| Given information |
>> Start
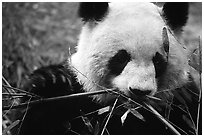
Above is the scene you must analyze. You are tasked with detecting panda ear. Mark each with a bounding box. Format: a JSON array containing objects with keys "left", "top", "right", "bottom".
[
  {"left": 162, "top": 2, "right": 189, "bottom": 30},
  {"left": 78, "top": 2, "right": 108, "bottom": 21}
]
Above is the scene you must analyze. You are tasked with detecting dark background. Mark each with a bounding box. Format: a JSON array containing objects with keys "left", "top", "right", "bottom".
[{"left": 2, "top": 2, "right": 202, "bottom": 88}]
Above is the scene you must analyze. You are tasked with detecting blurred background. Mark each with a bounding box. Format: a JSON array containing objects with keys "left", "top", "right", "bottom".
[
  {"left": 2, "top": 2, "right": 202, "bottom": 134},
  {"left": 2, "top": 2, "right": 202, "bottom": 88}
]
>> End
>> Start
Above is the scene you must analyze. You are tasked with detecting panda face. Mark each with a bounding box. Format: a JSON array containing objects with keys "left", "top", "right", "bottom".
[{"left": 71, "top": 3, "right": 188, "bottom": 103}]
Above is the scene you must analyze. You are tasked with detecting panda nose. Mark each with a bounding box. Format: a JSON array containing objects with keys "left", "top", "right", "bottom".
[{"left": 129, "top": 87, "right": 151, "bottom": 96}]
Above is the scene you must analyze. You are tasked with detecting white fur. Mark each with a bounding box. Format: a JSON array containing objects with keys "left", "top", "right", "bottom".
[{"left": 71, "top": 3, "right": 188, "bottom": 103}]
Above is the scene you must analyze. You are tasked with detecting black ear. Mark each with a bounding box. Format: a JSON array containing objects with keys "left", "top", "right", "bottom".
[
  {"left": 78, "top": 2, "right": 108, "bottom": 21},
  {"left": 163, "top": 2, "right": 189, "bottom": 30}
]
>> End
| Exercise |
Find every line in the data above that contains the word "background", and copy each of those lines in full.

| Solution to this exercise |
Above is the scene you must analyze. You are tasked with detecting dark background. Mark each with a bounding box. Format: a JSON array containing objects with keys "left", "top", "right", "bottom".
Above is the scene you must analyze. You are tasked with detecting blurred background. Mark each with a bounding box. Format: a JSON array containing objects with keys "left", "top", "right", "bottom".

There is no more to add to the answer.